Dataset records START

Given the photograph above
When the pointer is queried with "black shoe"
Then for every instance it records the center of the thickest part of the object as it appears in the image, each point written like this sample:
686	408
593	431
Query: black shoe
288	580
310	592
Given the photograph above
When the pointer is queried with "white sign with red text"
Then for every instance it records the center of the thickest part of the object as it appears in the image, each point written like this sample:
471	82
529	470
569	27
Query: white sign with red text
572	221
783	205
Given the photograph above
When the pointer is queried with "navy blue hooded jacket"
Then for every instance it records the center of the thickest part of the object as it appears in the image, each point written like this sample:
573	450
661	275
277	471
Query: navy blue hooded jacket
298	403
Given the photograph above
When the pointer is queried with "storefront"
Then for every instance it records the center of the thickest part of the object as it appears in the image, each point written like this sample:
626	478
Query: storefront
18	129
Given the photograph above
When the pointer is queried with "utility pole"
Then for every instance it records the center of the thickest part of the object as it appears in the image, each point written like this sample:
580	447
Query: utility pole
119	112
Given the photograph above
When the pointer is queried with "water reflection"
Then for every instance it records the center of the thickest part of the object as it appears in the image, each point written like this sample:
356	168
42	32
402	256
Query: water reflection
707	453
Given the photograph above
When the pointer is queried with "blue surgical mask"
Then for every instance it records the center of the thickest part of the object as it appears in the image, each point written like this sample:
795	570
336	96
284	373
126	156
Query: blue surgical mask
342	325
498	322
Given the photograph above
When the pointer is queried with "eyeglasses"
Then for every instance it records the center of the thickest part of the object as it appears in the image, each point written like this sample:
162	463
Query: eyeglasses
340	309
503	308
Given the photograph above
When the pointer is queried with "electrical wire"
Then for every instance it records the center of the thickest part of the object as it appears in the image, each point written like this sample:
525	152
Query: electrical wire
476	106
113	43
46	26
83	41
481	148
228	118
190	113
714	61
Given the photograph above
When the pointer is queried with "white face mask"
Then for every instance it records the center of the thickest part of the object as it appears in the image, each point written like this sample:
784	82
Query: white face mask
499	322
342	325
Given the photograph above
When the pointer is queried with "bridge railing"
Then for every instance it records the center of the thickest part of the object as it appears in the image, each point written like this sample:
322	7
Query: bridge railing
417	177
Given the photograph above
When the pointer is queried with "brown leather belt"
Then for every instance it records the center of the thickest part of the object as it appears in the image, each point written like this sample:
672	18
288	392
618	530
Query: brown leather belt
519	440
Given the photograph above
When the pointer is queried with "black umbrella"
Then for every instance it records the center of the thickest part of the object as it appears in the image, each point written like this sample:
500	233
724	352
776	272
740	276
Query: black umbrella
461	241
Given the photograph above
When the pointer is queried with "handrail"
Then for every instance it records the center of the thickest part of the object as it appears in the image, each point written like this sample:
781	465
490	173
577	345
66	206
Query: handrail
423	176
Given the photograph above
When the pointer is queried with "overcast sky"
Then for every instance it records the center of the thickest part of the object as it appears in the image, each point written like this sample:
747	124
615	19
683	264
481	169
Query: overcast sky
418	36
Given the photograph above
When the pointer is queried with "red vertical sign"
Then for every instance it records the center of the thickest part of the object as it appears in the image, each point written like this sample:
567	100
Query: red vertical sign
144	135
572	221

Dataset records END

_Description of the task_.
Please output all of the entries without changing a single character.

_Completed task_.
Given the photograph above
When the pointer is queried with "black shoe"
Then for every instance it records the center of the thickest part of the object as it appears in the image, each point written like this sample:
686	408
593	431
Query: black shoe
288	580
310	592
Given the photograph above
When the pointer is queried with "white sign with red text"
Then for every instance it records the center of the thickest part of the object as it appears in the image, each point written like this sample:
471	82
529	470
569	27
Query: white sign with red text
572	221
783	205
Given the photograph above
When the pointer is queried with "navy blue hooded jacket"
Then for every instance it records the center of the thickest part of the object as it appears in the image, each point written like this sample:
573	450
661	275
277	471
Query: navy blue hooded jacket
298	403
Given the photograph above
When the pointer is queried with "storefront"
Then for every instance it records the center of the thickest part of the object as it appears in the image, each point written like this sample:
626	478
Query: storefront
18	129
Given the photograph above
When the pointer is queried with "utility pole"
Then for every instance it records the center of the thickest part of the object as it appears in the image, each point written like this sample:
580	447
Query: utility pole
119	112
Given the photograph above
When the pointer is queried with "water reflection"
Then for every instance it records the center of the thickest part of the object as it appears in the image, each point written like this sample:
356	168
42	32
402	256
Query: water reflection
707	453
Given the photograph above
When the pointer is queried with "blue surgical mask"
Then for every instance it records the center of the thickest part of the object as it appears in the image, each point written like this sample:
795	570
336	96
284	373
126	156
Query: blue surgical mask
342	325
498	322
Given the photograph above
When the pointer is queried with "eyeglasses"
Then for every instance it records the center of the thickest part of the object as it appears in the image, each point written like this sample:
162	463
Query: eyeglasses
340	309
503	308
Given the photograph above
When the pointer is queried with "electrical wire"
Then for every instance it records the center of the thickest part of the object as it appears in the image, each point written like this sample:
525	152
Query: electrical wire
476	106
113	43
46	26
83	41
481	148
228	118
190	113
714	61
Given the photograph above
When the pointer is queried with "white face mask"
Then for every instance it records the center of the thickest part of the object as it appears in the image, each point written like this sample:
784	82
Query: white face mask
499	322
342	325
Given the photograph above
When the pointer is queried with "bridge railing"
Then for every instance it records the center of the thickest part of the object as it appears in the image, each point written like this sample:
322	7
Query: bridge railing
417	177
Given the photograph above
When the pointer is queried with "brown leather belt"
Then for every instance it records the center of the thickest part of the object as it appears in the image, each point written like this sample:
672	18
288	392
618	530
Query: brown leather belt
519	440
Given the photograph above
When the pointer is queried with "black umbrella"
Then for every instance it records the center of the thickest part of the object as it appears in the image, each point written like this sample:
500	233
724	352
776	272
740	276
Query: black umbrella
461	241
Given the photograph above
When the pointer is queried with "handrail"
Then for every instance it records the center of the thickest part of the object as it appears in the image, each point written like this sample:
781	465
490	173
577	345
66	206
Query: handrail
423	176
Given the photograph above
When the pointer is queried with "overcast sky"
Then for every instance it records the center of the thickest part of the object as it appears in the image, each point written like this sample:
747	124
615	19
683	264
481	169
Query: overcast sky
418	36
Given the photograph above
When the pointer is queried with "red vertical sign"
Then for every instance it records the center of the thickest part of the object as it appears in the image, each point written like this sample:
567	100
Query: red vertical sign
144	135
572	221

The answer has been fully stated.